The Amazon is facing a crisis of dispossession, violence, and democratic erosion that is testing the effectiveness of the Escazú Agreement and the protection of those who defend the territory.

The Amazon is a living fabric and a biome of rights, a strategic ecosystem for global climate stability, inhabited by nearly 47 million people—including more than 500 Indigenous peoples—whose ways of life, knowledge systems, and forms of governance sustain one of the planet’s greatest reservoirs of biodiversity. Yet across this same territory, a polycrisis is now deepening, marked by the advance of extractivism, environmental crime, democratic erosion, and the rollback of human rights.

What is happening in the Amazon can no longer be understood as a sum of isolated conflicts. It is a structural dynamic of territorial dispossession that continues reorganizing power over Amazonian territories through extractive concessions, illegal economies, militarization, institutional capture, and the weakening of rights. Under the rhetoric of energy transition, development, or conservation, activities continue to expand that fragment ecosystems, displace communities, and deepen historical inequalities.

Illegality is no longer exceptional. It coexists and seemingly intertwines with weak or permissive state structures that, while formally recognizing environmental and territorial rights, maintain conditions that favor the advance of economic interests over community life and buen vivir. This contradiction produces a dangerous normalization of violence and progressively erodes the social and political conditions that sustain life in the Amazon.

For this reason, guaranteeing territorial security has become an imperative for global climate governance. It must be grounded in resilience actions driven from within the territories—particularly by Amazonian women—which are emerging as key responses for defending life and ensuring the sustainability of the Amazon for the benefit of all humanity.

From regressive Amazomorphosis to women’s resilience

At Oxfam, we have warned that violence against environmental defenders is merely the most visible expression of an architecture of territorial vulnerability. Murders, threats, and criminalization processes are not isolated events: they respond to systematic patterns aimed at weakening community organization and eliminating resistance to both legal and illegal extractivism.

In this context, Amazonian women face particularly severe impacts. Violence against women defenders is shaped by racism, patriarchy, and territorial inequality. Thus, when a woman defender is persecuted, displaced, or murdered, the harm does not fall solely on one individual: the social fabric that sustains territorial defense and collective life is fractured.

Yet Amazonian women are also fundamental political actors in processes of territorial resilience. They restore forests, protect water sources, sustain community governance systems, and defend alternative ways of relating to nature in the face of development models based on dispossession.

The Amazon and the unfulfilled promise of the Escazú Agreement

It is precisely in this context that the Escazú Agreement acquires historic relevance. The agreement recognizes the rights of access to information, public participation, and environmental justice, while also establishing specific obligations to protect human rights defenders in environmental matters. In Latin America—the most dangerous region in the world for defending land and the environment—this recognition represents an unprecedented political breakthrough. However, the gap between normative commitment and territorial reality remains profound.

The recent COP4 of the Escazú Agreement produced important advances in procedural and institutional terms. Monitoring mechanisms were strengthened, rapid response tools for threats against women defenders were incorporated, and the need to apply intersectional, intercultural, and gender-sensitive approaches was acknowledged. Opportunities for public participation and oversight of state compliance were also expanded.

Exercises to complete.
a - According to the article on the Amazon and the Escazú Agreement, about how many people live in the Amazon?
b - Reproduce the wording of the Amazon article from "The Amazon and" to "reality remains profound.".
c - Resume the article on the Amazon and the Escazú Agreement after its final sentence.
The material that follows has no connection to the article on the Amazon.

(Records from a dataset)
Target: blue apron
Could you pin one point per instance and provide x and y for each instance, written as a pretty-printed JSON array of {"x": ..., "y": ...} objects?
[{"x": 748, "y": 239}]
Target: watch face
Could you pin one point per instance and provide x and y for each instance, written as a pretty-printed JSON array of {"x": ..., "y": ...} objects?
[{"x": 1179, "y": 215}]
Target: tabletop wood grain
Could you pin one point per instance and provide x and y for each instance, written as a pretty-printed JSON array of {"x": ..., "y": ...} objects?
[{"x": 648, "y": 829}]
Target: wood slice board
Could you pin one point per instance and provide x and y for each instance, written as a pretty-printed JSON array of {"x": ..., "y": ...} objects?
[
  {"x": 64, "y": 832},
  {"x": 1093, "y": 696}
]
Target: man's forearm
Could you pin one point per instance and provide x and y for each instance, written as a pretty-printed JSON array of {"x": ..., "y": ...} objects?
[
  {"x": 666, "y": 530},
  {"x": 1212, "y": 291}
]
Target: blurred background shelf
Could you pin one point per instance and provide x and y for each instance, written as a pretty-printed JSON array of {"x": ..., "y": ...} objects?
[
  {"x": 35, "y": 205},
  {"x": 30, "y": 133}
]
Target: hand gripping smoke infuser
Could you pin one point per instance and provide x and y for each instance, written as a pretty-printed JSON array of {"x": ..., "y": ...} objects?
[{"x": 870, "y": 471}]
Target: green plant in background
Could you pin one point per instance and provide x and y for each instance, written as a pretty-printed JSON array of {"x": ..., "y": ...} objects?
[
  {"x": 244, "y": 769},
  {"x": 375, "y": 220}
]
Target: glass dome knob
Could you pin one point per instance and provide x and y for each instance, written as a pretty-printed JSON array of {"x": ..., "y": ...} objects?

Responses to the tasks.
a - Nearly 47 million people, including more than 500 Indigenous peoples.

b -
The Amazon and the unfulfilled promise of the Escazú Agreement

It is precisely in this context that the Escazú Agreement acquires historic relevance. The agreement recognizes the rights of access to information, public participation, and environmental justice, while also establishing specific obligations to protect human rights defenders in environmental matters. In Latin America—the most dangerous region in the world for defending land and the environment—this recognition represents an unprecedented political breakthrough. However, the gap between normative commitment and territorial reality remains profound.

c -
However, COP4 also exposed the limits of environmental multilateralism when states fail to translate their international commitments into concrete policies within their own territories.

While official delegations speak of regional protection mechanisms, across much of the Amazon illegal economies, drug trafficking corridors, illegal mining, indiscriminate logging, and extractive projects continue to expand under weak environmental oversight and growing restrictions on civic space. In several Amazonian countries, processes of institutional regression persist, weakening environmental protection, limiting citizen participation, and reducing guarantees for Indigenous peoples and rural communities; when we look at women’s well-being, the regression poses an even greater risk of reversing hard-won rights.

The contradiction is evident: regional mechanisms are being strengthened while the material conditions of risk in the territories continue to deteriorate.

National protection systems remain insufficient, reactive, and bureaucratic. Public participation continues, in many cases, to be merely consultative and non-binding. Environmental justice remains permeated by structural impunity. And climate financing mechanisms often fail to reach those who are effectively sustaining the protection of ecosystems that benefit humanity.

The situation is even more critical in Latin American and Caribbean countries that are not Parties to the Agreement, or where implementation is minimal and the political context is regressive. The absence of ratification or political will deepens scenarios where environmental crime, territorial control by illegal economies, and democratic erosion converge. In these contexts, defenders are left exposed to armed actors, corruption, and the absence of state guarantees.

For this reason, the effective implementation of the Escazú Agreement requires far more than multilateral declarations. It demands strengthening protection systems with territorial, intercultural, and gender-sensitive approaches; guaranteeing timely and transparent access to environmental information; ensuring binding participation for Indigenous peoples and local communities; investigating and sanctioning attacks against women defenders; and allocating direct and sustainable funding to community-based territorial protection initiatives.

It also requires acknowledging an uncomfortable truth: climate sustainability cannot be built upon paramilitarized territories, displaced communities, and defenders living under grave threat or being murdered.

Amazomorphosis: a contribution to a necessary debate

In this context, Oxfam presents the publication Amazomorphosis: Amazon, territoriality, life at risk, and resilience, which not only documents the Amazonian crisis. It also functions as a political tool that directly challenges states and the regional system regarding their capacity—or incapacity—to respond to it. We demonstrate that Amazonian women are territorial experts and indispensable political subjects for any climate and democratic protection strategy.

Because without the women of these territories, there will be no effective implementation of the Escazú Agreement. And without territorial, gender, and intercultural justice, there will also be no real possibility of protecting the Amazon or the region’s climate future.

The table is set.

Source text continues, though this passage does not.